> **REQUIREMENTS**:
A) Repeat the mailing-list reply about the generic crypto layer in full, word for word.
B) Render the records between the lines holding "Find the row" and "[[[0,141],[0,162],[16,161],[18,148],[14,141]]]", inclusive, as a two-column CSV with columns text and answer. Give one row per record, with each field in quotes and its line breaks replaced by spaces.

> **QUOTED PASSAGE**:
================

Re: [GIT PULL] Crypto Update for 6.15

Eric Biggers <ebiggers@xxxxxxxxxx> · Sat, 29 Mar 2025 11:06:31 -0700

On Sat, Mar 29, 2025 at 10:40:23AM -0700, Linus Torvalds wrote:
> On Tue, 25 Mar 2025 at 08:25, Eric Biggers <ebiggers@xxxxxxxxxx> wrote:
> >
> > Each hash request can also contain an entire scatterlist.  It's overkill for
> > what is actually needed for multibuffer hashing, which is a simple API that
> > hashes two buffers specified by virtual address.  Herbert's API creates lots of
> > unnecessary edge cases, most of which lack any testing.
> 
> Isn't that the whole *point* of the generic crypto layer?
> 
> Honestly, I think anybody who cares about modern CPU-based crypto
> should do what wireguard did: stop using the generic crypto layer,
> because it's fundamentally designed for odd async hardware in strange
> *legacy* models, and the whole basic design is around the indirection
> that allows different crypto engines.
> 
> Because that's the *point* of that code. I mean, a large part of the
> *design* of it is centered around having external crypto engines. And
> the thing you worry about is pretty much the opposite of that.
> 
> So if what you want is just fast modern crypto on the CPU, the generic
> interfaces are just odd and complicated.
> 
> Yes, they get less complicated if you limit yourself to the
> synchronous interfaces - which is, as you point out - why most people
> do exactly that.
> 
> Put another way: I don't disagree with you, but at the same time my
> reaction is that the generic crypto layer does what it has always
> done.
> 
> I get the feeling that you are arguing for avoiding the overheads and
> abstractions, and I'm not disagreeing. But overheads and abstractions
> is what that crypto layer is *for*.

================

> **INPUT**:
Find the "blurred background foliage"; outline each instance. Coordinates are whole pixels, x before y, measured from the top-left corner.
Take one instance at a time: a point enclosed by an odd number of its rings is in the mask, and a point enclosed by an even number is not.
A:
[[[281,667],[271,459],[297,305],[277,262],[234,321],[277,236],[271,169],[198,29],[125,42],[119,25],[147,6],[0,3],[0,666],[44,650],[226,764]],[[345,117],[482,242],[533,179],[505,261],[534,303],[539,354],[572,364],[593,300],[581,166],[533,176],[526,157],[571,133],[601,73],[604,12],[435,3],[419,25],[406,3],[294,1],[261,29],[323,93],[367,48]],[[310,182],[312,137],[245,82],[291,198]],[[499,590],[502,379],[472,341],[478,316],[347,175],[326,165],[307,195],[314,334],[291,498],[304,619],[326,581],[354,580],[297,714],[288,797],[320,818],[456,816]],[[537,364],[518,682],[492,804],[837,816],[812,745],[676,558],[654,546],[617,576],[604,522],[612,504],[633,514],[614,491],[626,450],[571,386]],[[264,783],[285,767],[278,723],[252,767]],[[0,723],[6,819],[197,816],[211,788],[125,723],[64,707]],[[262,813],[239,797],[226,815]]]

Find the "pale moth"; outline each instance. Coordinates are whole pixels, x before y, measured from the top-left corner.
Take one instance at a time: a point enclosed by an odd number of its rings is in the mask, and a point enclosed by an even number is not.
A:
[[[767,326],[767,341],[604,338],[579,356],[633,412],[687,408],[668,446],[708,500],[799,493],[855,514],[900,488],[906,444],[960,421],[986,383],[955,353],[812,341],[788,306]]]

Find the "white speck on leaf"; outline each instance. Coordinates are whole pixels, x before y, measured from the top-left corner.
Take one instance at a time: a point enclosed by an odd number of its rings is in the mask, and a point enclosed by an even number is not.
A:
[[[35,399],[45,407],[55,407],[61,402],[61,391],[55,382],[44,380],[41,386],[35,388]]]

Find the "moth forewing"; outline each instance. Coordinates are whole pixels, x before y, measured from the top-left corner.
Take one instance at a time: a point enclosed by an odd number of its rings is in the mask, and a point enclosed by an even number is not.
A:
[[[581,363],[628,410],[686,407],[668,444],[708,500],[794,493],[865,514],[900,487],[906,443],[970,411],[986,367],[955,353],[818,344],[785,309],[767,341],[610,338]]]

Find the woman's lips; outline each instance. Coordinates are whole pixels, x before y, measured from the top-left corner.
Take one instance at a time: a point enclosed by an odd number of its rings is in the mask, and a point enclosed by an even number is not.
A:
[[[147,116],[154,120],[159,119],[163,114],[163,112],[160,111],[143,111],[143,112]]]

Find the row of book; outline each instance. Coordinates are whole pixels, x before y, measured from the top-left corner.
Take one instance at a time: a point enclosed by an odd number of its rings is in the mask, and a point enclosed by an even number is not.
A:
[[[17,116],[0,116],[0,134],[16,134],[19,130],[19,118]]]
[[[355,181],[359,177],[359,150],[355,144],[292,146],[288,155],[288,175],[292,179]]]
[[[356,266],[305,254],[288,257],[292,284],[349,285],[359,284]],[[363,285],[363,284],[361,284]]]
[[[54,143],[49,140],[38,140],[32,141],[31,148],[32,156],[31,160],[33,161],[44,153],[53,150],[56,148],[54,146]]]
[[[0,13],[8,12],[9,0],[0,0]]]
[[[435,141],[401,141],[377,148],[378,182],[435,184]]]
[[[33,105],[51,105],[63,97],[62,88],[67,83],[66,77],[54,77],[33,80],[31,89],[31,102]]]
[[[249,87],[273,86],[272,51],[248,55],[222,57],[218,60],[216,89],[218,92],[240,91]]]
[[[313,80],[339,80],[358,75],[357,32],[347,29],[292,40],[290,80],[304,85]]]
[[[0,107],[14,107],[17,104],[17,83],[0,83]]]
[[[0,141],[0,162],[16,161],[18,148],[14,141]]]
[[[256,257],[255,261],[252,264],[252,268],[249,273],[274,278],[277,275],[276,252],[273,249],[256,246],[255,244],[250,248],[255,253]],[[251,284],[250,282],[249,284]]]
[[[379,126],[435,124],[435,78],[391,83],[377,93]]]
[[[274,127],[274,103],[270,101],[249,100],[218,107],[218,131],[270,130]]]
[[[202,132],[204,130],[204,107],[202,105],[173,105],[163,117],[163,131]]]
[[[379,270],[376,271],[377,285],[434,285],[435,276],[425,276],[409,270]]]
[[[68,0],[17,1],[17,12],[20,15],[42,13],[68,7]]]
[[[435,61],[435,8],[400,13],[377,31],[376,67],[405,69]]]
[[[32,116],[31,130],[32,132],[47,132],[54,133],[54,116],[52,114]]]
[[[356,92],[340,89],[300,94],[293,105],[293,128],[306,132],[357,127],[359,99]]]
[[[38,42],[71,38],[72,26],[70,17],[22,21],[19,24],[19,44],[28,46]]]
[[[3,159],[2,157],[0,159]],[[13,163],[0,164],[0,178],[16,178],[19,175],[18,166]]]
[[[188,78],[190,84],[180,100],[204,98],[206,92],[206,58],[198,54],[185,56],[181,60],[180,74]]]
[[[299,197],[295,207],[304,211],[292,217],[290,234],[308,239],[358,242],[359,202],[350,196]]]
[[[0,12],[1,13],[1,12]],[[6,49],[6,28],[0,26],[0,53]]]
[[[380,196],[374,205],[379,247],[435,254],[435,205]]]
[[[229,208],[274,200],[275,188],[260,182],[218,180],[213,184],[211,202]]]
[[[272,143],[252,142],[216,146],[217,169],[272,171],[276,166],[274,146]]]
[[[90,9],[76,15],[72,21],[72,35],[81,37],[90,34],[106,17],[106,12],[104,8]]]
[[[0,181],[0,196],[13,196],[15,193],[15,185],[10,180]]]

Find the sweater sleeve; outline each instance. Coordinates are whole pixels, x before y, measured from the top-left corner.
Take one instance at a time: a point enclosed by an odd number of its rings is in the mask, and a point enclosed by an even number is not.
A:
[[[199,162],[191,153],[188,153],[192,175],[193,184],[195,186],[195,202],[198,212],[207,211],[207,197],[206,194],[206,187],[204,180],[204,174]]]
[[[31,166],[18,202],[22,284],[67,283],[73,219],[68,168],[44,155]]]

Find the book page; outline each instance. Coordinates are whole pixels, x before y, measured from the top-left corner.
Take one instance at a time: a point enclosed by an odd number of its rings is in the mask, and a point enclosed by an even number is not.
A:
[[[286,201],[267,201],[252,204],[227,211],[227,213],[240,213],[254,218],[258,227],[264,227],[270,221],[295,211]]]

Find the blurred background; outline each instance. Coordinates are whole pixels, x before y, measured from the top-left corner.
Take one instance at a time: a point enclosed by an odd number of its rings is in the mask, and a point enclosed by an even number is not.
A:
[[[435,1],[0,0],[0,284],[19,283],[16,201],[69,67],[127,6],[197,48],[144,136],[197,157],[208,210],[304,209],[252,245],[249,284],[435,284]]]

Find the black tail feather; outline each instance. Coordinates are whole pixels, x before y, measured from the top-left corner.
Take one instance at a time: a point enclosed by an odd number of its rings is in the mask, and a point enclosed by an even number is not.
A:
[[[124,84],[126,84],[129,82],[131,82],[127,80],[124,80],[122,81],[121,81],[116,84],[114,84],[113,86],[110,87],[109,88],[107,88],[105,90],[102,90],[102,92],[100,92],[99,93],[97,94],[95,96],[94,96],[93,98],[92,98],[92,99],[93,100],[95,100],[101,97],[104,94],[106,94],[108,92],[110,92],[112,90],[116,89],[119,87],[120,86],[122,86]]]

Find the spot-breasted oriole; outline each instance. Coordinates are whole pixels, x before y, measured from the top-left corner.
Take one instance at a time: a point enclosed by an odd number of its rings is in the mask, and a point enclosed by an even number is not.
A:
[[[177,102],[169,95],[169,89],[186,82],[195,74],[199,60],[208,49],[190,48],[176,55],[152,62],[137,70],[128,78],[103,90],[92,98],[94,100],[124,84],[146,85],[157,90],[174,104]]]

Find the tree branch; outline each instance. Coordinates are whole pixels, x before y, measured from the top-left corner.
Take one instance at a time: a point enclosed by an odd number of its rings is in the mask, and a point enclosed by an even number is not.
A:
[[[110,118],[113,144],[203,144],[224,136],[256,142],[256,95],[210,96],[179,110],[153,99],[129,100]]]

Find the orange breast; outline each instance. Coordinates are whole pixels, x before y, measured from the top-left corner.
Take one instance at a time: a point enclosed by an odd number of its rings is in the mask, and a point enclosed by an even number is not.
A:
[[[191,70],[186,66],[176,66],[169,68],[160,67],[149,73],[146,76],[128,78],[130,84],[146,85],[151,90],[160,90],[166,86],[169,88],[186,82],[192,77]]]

================

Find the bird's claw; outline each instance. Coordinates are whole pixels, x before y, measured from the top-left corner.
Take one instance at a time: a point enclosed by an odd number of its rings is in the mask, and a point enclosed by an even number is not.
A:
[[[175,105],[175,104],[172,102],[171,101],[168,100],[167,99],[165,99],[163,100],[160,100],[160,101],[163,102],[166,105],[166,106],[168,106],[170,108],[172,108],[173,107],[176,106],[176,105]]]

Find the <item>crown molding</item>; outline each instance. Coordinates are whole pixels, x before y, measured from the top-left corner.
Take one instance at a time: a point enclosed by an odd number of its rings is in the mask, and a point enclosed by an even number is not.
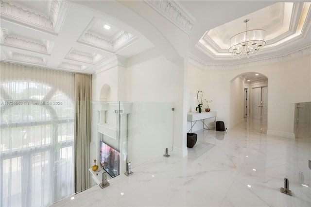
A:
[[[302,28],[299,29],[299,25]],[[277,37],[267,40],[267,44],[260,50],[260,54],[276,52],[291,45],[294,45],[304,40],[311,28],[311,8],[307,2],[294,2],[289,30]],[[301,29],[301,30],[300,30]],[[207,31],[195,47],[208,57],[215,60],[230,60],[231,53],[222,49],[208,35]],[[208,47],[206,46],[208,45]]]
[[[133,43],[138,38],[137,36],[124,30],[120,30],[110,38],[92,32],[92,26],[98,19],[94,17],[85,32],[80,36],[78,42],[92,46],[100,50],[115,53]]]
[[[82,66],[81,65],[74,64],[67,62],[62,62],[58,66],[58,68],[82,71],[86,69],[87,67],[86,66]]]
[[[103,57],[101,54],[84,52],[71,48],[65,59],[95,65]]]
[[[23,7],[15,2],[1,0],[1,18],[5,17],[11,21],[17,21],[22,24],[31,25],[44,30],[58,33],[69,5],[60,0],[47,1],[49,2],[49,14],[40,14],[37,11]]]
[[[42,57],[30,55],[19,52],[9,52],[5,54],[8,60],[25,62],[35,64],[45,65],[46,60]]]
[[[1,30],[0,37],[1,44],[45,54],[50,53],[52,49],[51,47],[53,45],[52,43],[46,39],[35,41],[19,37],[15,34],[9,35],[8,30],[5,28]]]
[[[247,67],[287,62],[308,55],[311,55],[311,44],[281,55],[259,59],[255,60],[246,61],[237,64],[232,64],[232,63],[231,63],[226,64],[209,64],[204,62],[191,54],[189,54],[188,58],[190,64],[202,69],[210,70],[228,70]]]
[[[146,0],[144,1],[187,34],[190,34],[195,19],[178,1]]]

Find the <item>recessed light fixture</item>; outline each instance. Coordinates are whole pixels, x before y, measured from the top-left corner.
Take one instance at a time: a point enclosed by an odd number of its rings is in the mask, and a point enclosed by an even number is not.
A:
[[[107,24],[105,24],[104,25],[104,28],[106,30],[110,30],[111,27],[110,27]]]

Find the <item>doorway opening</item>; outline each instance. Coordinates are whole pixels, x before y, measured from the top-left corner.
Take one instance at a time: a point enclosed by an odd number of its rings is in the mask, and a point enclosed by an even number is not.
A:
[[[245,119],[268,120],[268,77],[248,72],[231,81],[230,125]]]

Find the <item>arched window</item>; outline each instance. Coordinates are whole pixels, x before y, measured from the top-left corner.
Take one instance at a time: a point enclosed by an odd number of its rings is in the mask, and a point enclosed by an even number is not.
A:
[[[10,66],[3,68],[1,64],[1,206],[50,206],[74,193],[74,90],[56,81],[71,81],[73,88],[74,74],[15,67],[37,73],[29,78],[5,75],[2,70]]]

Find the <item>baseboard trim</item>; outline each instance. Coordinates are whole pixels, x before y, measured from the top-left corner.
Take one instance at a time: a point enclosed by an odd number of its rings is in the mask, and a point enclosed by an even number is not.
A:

================

> **EXERCISE ANSWERS**:
A)
Re: [GIT PULL] Crypto Update for 6.15

Eric Biggers <ebiggers@xxxxxxxxxx> · Sat, 29 Mar 2025 11:06:31 -0700

On Sat, Mar 29, 2025 at 10:40:23AM -0700, Linus Torvalds wrote:
> On Tue, 25 Mar 2025 at 08:25, Eric Biggers <ebiggers@xxxxxxxxxx> wrote:
> >
> > Each hash request can also contain an entire scatterlist.  It's overkill for
> > what is actually needed for multibuffer hashing, which is a simple API that
> > hashes two buffers specified by virtual address.  Herbert's API creates lots of
> > unnecessary edge cases, most of which lack any testing.
> 
> Isn't that the whole *point* of the generic crypto layer?
> 
> Honestly, I think anybody who cares about modern CPU-based crypto
> should do what wireguard did: stop using the generic crypto layer,
> because it's fundamentally designed for odd async hardware in strange
> *legacy* models, and the whole basic design is around the indirection
> that allows different crypto engines.
> 
> Because that's the *point* of that code. I mean, a large part of the
> *design* of it is centered around having external crypto engines. And
> the thing you worry about is pretty much the opposite of that.
> 
> So if what you want is just fast modern crypto on the CPU, the generic
> interfaces are just odd and complicated.
> 
> Yes, they get less complicated if you limit yourself to the
> synchronous interfaces - which is, as you point out - why most people
> do exactly that.
> 
> Put another way: I don't disagree with you, but at the same time my
> reaction is that the generic crypto layer does what it has always
> done.
> 
> I get the feeling that you are arguing for avoiding the overheads and
> abstractions, and I'm not disagreeing. But overheads and abstractions
> is what that crypto layer is *for*.

B)
text,answer
"Find the row of book; outline each instance. Coordinates are whole pixels, x before y, measured from the top-left corner. Take one instance at a time: a point enclosed by an odd number of its rings is in the mask, and a point enclosed by an even number is not. A:","[[[17,116],[0,116],[0,134],[16,134],[19,130],[19,118]]] [[[355,181],[359,177],[359,150],[355,144],[292,146],[288,155],[288,175],[292,179]]] [[[356,266],[305,254],[288,257],[292,284],[349,285],[359,284]],[[363,285],[363,284],[361,284]]] [[[54,143],[49,140],[38,140],[32,141],[31,148],[32,156],[31,160],[33,161],[44,153],[53,150],[56,148],[54,146]]] [[[0,13],[8,12],[9,0],[0,0]]] [[[435,141],[401,141],[377,148],[378,182],[435,184]]] [[[33,105],[51,105],[63,97],[62,88],[67,83],[66,77],[54,77],[33,80],[31,89],[31,102]]] [[[249,87],[273,86],[272,51],[248,55],[222,57],[218,60],[216,89],[218,92],[240,91]]] [[[313,80],[339,80],[358,75],[357,32],[347,29],[292,40],[290,80],[304,85]]] [[[0,107],[14,107],[17,104],[17,83],[0,83]]] [[[0,141],[0,162],[16,161],[18,148],[14,141]]]"